Retype the full set of data, character for character.

Segment Open

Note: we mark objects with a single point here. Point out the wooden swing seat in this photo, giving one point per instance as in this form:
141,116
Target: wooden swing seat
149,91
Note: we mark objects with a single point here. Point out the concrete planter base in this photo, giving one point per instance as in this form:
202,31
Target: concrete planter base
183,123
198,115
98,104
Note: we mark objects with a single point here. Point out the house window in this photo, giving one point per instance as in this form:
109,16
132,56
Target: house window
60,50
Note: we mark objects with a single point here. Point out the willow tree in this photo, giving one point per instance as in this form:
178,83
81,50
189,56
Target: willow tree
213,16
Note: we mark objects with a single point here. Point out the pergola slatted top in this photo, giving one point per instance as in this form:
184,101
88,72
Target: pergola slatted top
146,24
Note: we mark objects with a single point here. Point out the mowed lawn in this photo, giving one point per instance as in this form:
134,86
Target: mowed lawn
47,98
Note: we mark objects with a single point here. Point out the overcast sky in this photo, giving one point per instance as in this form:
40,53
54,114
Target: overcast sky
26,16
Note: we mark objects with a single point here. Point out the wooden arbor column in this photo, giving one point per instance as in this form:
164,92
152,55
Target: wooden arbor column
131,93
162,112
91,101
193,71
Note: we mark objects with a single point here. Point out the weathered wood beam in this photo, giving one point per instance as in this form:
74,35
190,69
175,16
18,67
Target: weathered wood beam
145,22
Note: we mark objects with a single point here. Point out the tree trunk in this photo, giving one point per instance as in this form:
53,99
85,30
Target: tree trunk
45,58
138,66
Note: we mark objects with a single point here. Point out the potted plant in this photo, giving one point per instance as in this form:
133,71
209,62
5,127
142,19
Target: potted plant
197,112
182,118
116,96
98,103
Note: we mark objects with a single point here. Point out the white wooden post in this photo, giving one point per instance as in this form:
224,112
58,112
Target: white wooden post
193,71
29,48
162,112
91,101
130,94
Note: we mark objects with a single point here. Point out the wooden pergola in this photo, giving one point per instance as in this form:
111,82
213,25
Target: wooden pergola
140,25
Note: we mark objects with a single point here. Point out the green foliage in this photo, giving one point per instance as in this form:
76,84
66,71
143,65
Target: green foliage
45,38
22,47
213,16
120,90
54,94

Segment Closed

[Exercise response]:
Note: we mark objects with a single point here. Point out the wooden swing seat in this photo, giving one point per instance as in this form:
141,116
Target: wooden swing seat
149,91
Note: we mark objects with a single point here. Point out the concrete planter base in this photo, giving one point per instance as in this form:
202,31
Target: concrete planter base
183,123
198,115
98,104
Note: we mark objects with a single point here. Point out the house window in this photo, giving one point per instance as in this form:
109,16
132,56
Target: house window
60,50
Note: we mark objects with a single point here. Point out the willow tree in this photo, giving one point per instance as in this form:
178,83
81,50
189,56
Target: willow tree
213,16
Note: we mark objects with a single point here. Point out the pergola slatted top in this photo, giving one point per instance as in this form:
184,101
88,72
Target: pergola slatted top
146,24
Note: we mark objects with a single point here. Point out the mowed lawn in this photo, giving one point per instance as in this form:
134,86
Target: mowed lawn
47,98
Note: we mark objects with a single point here. Point out the overcast sky in this photo, giving one point per instance as in this form:
40,53
54,114
Target: overcast sky
26,16
Note: we mark objects with a single point here. Point out the wooden arbor column in this photo, giving one point per instance as in this form:
164,92
152,55
Target: wooden arbor column
131,93
162,112
91,101
193,71
Note: we mark objects with a single point here. Point out the weathered wood beam in this photo, giving one point per instance as in this form:
74,35
190,69
175,16
18,67
Target: weathered wood beam
145,22
Note: we mark objects with a single point here. Point out the tree trunk in this photo, giving one point per instance as in this form:
53,99
85,30
Target: tree trunk
45,58
138,66
Note: we mark objects with a single point here. Point out the potted plant in this photo, giving one point per instance as in this form:
133,71
209,62
5,127
142,19
Target: potted plant
197,112
182,118
116,96
98,103
Note: we mark objects with a single point here. Point out the white wooden post in this photo, giving one point per instance as in this form:
224,112
58,112
Target: white wooden post
193,71
29,48
162,112
91,101
130,94
Note: we mark objects with a single point here. Point out the wooden pergola in this photo, giving one point per instance as in this form:
111,82
213,25
Target: wooden pergola
140,25
Note: we mark objects with a single point here. Point out the green foliage in this photo, giving one point per instance as in this form:
76,84
66,71
143,65
Target: green foliage
45,38
22,47
213,16
120,90
54,94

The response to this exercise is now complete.